Set problem → Turn the part of the listing that begins at the line containing "Expected: one point per instance of the green" and stops after the line containing "point(1051, 435)" into a JSON list of strings, one string per line with blank lines omitted.

Excerpted data →

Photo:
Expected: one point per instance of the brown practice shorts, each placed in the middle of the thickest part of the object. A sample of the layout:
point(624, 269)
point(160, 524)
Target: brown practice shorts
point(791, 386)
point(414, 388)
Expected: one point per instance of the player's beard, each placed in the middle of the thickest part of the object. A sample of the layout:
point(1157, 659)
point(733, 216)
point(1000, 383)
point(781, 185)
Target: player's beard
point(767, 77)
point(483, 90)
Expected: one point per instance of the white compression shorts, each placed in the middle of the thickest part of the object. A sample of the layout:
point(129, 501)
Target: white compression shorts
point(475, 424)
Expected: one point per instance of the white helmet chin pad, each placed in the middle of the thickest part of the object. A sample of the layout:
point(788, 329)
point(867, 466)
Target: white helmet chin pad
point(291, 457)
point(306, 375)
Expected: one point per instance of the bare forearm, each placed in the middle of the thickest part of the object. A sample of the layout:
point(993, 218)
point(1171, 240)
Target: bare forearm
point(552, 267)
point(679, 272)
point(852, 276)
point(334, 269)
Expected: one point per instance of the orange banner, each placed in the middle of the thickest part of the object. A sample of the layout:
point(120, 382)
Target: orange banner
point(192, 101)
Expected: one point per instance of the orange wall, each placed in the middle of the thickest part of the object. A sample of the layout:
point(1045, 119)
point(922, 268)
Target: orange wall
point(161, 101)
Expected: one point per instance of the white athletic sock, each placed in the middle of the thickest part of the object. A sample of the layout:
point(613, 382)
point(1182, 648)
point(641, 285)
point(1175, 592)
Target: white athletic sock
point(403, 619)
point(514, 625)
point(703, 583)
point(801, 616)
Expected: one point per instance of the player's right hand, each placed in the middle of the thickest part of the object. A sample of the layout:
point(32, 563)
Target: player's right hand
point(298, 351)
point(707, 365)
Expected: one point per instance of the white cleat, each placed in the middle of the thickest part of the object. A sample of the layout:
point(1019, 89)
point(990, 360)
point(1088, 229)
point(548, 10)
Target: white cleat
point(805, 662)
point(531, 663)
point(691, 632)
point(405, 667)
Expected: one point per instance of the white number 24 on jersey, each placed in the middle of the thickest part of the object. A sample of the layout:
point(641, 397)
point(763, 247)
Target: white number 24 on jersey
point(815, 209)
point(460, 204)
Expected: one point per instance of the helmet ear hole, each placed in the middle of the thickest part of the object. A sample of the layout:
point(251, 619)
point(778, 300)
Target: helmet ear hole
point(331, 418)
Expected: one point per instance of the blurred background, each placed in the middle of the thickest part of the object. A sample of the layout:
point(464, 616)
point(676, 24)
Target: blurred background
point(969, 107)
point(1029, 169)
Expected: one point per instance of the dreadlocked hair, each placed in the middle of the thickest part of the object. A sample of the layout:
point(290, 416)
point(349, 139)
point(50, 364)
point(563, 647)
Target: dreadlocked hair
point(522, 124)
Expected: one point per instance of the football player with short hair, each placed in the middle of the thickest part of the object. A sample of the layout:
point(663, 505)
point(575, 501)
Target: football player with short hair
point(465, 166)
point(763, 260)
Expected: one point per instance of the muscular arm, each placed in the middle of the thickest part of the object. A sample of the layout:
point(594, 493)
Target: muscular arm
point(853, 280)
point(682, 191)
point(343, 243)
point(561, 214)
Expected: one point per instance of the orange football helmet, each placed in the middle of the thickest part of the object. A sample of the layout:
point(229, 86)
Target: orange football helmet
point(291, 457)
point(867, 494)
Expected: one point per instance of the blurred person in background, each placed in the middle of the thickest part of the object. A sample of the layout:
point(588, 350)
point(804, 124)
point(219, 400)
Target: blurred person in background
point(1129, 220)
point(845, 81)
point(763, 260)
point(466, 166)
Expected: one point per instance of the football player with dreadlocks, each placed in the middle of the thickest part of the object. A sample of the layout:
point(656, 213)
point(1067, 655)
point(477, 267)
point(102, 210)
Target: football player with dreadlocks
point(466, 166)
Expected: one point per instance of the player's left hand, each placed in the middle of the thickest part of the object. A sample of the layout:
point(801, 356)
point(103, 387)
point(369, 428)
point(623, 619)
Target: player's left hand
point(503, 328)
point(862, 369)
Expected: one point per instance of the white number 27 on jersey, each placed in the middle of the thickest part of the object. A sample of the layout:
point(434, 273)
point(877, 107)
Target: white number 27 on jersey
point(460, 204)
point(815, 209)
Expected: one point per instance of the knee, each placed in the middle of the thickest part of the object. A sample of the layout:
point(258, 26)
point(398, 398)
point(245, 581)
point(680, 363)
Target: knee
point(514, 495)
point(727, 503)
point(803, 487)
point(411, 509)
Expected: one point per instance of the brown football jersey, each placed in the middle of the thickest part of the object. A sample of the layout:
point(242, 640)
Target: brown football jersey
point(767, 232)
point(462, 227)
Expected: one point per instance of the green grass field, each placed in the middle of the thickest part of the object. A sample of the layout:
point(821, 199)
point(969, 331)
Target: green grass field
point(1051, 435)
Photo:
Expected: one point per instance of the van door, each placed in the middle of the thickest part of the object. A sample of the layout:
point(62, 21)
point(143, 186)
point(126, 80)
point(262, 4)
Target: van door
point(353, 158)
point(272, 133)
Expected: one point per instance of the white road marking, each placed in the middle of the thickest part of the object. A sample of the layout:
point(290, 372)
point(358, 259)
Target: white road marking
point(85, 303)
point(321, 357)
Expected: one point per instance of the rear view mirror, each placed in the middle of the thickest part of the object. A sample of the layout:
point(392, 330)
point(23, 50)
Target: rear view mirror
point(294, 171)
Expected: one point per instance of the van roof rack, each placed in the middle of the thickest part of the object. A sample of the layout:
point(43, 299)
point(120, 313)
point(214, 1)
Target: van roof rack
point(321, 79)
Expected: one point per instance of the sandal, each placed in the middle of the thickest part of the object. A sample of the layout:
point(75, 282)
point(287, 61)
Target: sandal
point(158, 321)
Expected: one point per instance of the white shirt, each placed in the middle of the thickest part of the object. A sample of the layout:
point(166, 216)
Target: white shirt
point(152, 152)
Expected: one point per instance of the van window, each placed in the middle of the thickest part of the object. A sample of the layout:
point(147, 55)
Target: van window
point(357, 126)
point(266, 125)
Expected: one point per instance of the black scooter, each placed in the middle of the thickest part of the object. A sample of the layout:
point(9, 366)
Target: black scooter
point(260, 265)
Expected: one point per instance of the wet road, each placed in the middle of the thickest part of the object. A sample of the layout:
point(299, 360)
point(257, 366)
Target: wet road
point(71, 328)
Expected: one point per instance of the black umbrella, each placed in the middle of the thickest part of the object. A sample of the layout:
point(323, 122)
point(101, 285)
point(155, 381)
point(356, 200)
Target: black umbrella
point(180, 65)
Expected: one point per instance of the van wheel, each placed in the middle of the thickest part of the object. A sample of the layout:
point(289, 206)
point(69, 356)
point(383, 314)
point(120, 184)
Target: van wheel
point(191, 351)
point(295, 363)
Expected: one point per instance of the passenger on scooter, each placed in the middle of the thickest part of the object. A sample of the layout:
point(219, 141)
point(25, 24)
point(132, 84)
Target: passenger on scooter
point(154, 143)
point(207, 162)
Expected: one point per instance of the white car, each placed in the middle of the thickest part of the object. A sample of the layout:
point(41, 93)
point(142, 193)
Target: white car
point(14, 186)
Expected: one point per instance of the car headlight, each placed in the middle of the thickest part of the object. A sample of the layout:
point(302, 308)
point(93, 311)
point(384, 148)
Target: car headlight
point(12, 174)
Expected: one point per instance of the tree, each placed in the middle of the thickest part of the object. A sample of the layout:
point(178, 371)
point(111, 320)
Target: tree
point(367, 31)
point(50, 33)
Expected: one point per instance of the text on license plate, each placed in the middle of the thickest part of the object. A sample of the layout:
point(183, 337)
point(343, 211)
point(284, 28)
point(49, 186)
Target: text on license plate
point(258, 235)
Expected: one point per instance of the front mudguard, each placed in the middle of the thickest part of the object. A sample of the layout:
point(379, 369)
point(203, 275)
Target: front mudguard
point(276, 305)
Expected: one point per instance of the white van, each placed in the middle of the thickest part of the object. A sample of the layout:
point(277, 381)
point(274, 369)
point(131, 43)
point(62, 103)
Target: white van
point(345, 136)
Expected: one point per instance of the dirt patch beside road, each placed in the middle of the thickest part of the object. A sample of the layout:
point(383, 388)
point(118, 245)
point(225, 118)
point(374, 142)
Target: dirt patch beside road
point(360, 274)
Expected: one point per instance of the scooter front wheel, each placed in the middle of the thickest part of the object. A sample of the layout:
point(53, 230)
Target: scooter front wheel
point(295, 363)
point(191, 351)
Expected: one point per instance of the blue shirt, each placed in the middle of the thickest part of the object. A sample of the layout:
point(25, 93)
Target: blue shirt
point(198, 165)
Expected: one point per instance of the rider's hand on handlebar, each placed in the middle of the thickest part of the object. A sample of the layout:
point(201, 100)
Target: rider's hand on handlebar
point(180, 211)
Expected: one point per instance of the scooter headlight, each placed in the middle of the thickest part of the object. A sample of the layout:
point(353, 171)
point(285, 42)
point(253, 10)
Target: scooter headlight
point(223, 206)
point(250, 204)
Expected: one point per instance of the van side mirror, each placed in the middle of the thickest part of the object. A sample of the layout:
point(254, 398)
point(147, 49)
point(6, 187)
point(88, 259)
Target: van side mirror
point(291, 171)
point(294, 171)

Reply →
[
  "Expected: one point per instance of the green grass field, each placed in the middle of the thickest part of the object. A sample of the layout:",
  "point(821, 199)",
  "point(969, 331)",
  "Target: green grass field",
  "point(1051, 435)"
]